▶ _Excerpt to read_:
------------------------------------------------------------
The International Monetary Fund’s decision this week to add the yuan to the dollar, euro, yen and pound as a reserve currency was acknowledgment of China’s progress toward superpower status.

At the same time, the designation — effective next September — will impose limits on the Communist Chinese government’s economic and political maneuverability. For the world, the change should be seen as positive, although with costs and benefits.

The IMF is only being realistic in its designation, given China’s status already as an important world trader. By accepting its currency as “freely usable,” the IMF is catching up on an evolving reality. The designation means, for example, that the yuan can be used in the disbursement and repayment of international bailouts, such as the Greek rescue.

Also on the international benefit side, but on the debit side for the Beijing government, China will find it more difficult to fiddle with the yuan’s exchange, an action it has taken sometimes to improve the position of its exports on world markets.

China’s currency will become much more susceptible also to free market developments and trends, which is desirable to the world market but perhaps not so much to Chinese leaders.

In fact, Beijing might have to enact regulatory reforms and legal protections if the yuan is to continue toward full respectability as a world currency. It is one thing for the IMF to say it is so, but something else for the yuan to gain international acceptance.

The yuan’s addition to this elite group of currencies will make it more difficult for the United States to lead efforts to impose economic sanctions on countries it doesn’t like, such as North Korea and Sudan, which then would be able to turn to the yuan for trading if they want.

Although such sanctions were a major factor in producing the Iran nuclear deal, it is arguable whether they work in general.
------------------------------------------------------------
▶ _Given information_:
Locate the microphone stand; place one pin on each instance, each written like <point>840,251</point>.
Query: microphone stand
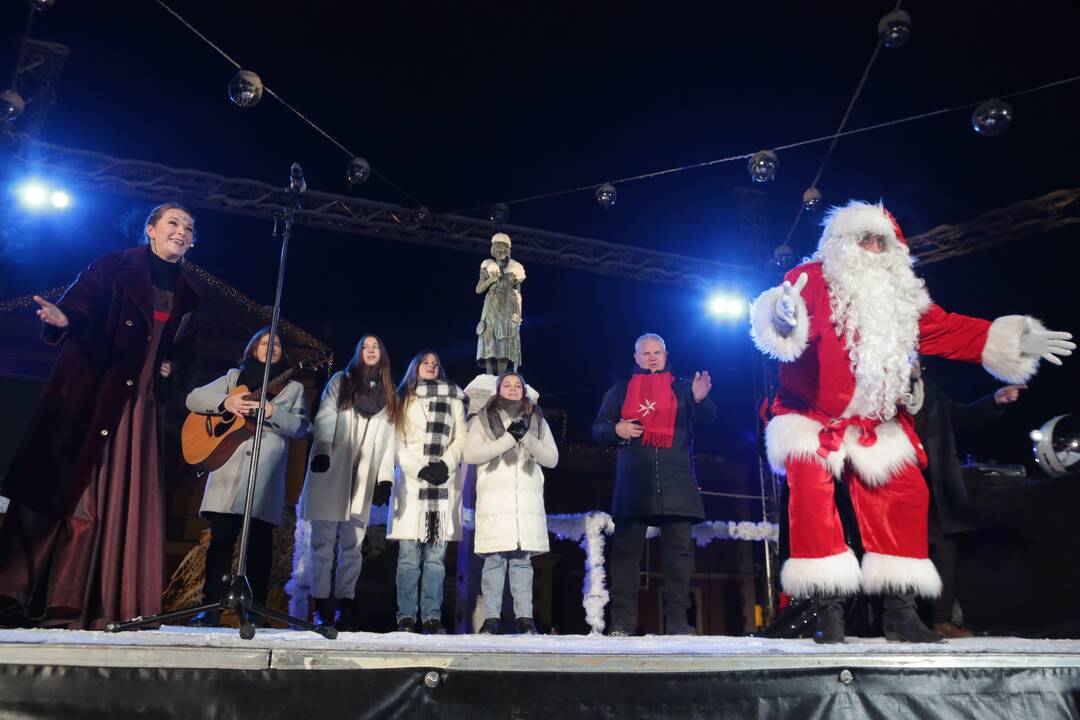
<point>238,596</point>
------------------------------------------------------------
▶ _Written problem_: Repeat the passage from the text on the yuan as a reserve currency, starting at "Also on the" and ending at "gain international acceptance.".

▶ _Final result_:
Also on the international benefit side, but on the debit side for the Beijing government, China will find it more difficult to fiddle with the yuan’s exchange, an action it has taken sometimes to improve the position of its exports on world markets.

China’s currency will become much more susceptible also to free market developments and trends, which is desirable to the world market but perhaps not so much to Chinese leaders.

In fact, Beijing might have to enact regulatory reforms and legal protections if the yuan is to continue toward full respectability as a world currency. It is one thing for the IMF to say it is so, but something else for the yuan to gain international acceptance.